Records supplied start

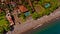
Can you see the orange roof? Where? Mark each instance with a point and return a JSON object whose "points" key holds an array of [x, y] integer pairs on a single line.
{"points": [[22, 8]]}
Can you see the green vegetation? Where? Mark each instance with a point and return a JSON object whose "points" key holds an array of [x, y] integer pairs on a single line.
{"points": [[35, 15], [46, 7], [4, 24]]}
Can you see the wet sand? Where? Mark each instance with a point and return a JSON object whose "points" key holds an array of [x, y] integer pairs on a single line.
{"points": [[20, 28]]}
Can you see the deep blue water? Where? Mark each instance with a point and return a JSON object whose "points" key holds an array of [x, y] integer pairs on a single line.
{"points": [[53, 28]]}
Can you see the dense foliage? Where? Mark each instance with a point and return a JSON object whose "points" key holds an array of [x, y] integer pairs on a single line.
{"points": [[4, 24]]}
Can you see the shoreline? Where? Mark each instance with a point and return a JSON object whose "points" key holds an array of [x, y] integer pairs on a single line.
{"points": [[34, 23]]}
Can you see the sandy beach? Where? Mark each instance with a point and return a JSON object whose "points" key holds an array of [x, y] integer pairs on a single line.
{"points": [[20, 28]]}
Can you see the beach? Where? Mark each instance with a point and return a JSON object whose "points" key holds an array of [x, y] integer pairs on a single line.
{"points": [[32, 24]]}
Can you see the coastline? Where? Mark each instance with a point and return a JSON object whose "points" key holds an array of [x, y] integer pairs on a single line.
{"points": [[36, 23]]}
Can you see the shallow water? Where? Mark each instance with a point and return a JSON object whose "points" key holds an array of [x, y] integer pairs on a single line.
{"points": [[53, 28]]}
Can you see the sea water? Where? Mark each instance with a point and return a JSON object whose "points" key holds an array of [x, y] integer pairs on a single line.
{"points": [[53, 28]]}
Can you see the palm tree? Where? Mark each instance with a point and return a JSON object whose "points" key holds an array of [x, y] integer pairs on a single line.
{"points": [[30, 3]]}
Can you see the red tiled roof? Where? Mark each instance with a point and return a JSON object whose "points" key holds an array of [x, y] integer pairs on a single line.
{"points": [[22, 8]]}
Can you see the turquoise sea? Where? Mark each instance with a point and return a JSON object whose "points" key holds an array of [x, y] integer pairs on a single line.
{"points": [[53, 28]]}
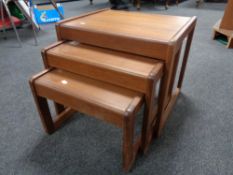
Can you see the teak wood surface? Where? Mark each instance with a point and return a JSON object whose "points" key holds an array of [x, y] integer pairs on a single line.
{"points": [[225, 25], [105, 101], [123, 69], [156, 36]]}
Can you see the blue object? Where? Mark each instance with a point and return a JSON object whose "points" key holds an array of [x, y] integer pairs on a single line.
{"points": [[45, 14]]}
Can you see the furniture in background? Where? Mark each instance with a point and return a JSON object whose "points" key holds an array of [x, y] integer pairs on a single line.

Records supplied end

What you have to do:
Reproduce all of the data above line for line, without changing a word, and leave out the pictures.

In response:
Can you see the orange roof? Where? Mark each instance with a point and return a JSON object whose "points" key holds an array of [x, y] integer pairs on a single line.
{"points": [[22, 8]]}
Can you see the green vegetation? Where? Mark each instance with a point and return a JSON object whose "points" key holds an array of [x, y] integer pairs on a single line.
{"points": [[35, 15], [46, 7], [4, 24]]}
Can you see the wet sand? Where? Mark each instance with a point and return a JSON object whose "points" key holds an array of [x, y] integer pairs on a single line.
{"points": [[20, 28]]}
Can you see the deep blue water? Where? Mark each instance with a point and return a JSON object whose "points" key holds an array of [x, y] integer pairs on a single line.
{"points": [[53, 28]]}
Can you see the dense foliage? Where? Mark each instance with a point and return a JSON object whose "points" key holds an array of [x, y] integer pairs on a single line.
{"points": [[4, 24]]}
Can you see the shoreline? Where? Mark each instance with a point and return a JSON object whose "points" key holds an array of [x, y] integer pairs on a single line.
{"points": [[34, 23]]}
Can you see the sandy beach? Where? Mark each instance with a point and return a JSON object whose "points" key holds an array of [x, y] integer pairs on a single line.
{"points": [[20, 28]]}
Can you see the beach? Where? Mark each instance with a point and return a JSON object whose "points" key holds an array of [x, y] integer pairs on a single line.
{"points": [[32, 24]]}
Can you see the coastline? Where? Mark each instance with a point and return a JSON object whose "points" key holds an array of [x, y] integer pairs on a single line.
{"points": [[36, 23]]}
Can you see the shallow water? Where? Mark each instance with a point and return a JSON object whose "points" key holds an array of [x, y] integer pairs on a single line.
{"points": [[53, 28]]}
Can you see the sea water? Where? Mark each instance with a point and return a JSON object whose "points" key holds an array of [x, y] integer pairs on a single line.
{"points": [[53, 28]]}
Can you see the palm tree? Where? Mark each instance with a point and return a JSON object whose "points" key holds an array of [x, y] integer pairs on a single line.
{"points": [[30, 3]]}
Can you see the red tiled roof? Where? Mark each instance with a point and return a JSON object whose "points" key holds an array of [x, y] integer pairs on a single line.
{"points": [[22, 8]]}
Can you see the turquoise sea? Where? Mark each instance with a point and return a JSON object whose "points" key holds an array of [x, y] integer pairs on a single line.
{"points": [[53, 28]]}
Can you see the teak wood surface? Where? Mark each instance with a point and return a JSON object whose "points" key holds an array of [x, y] integer pairs on a single line.
{"points": [[225, 25], [105, 101], [123, 69], [156, 36]]}
Can you see the blue object? Where? Mark each instance with a point and return a JSON object whose "points" key holds an array of [x, y] integer pairs on a single line.
{"points": [[45, 14]]}
Can you see the furniture in background? Where? Mark each instance with a point and return a JSON object whose "points" key holds an array of [x, y] integer pairs on a single line.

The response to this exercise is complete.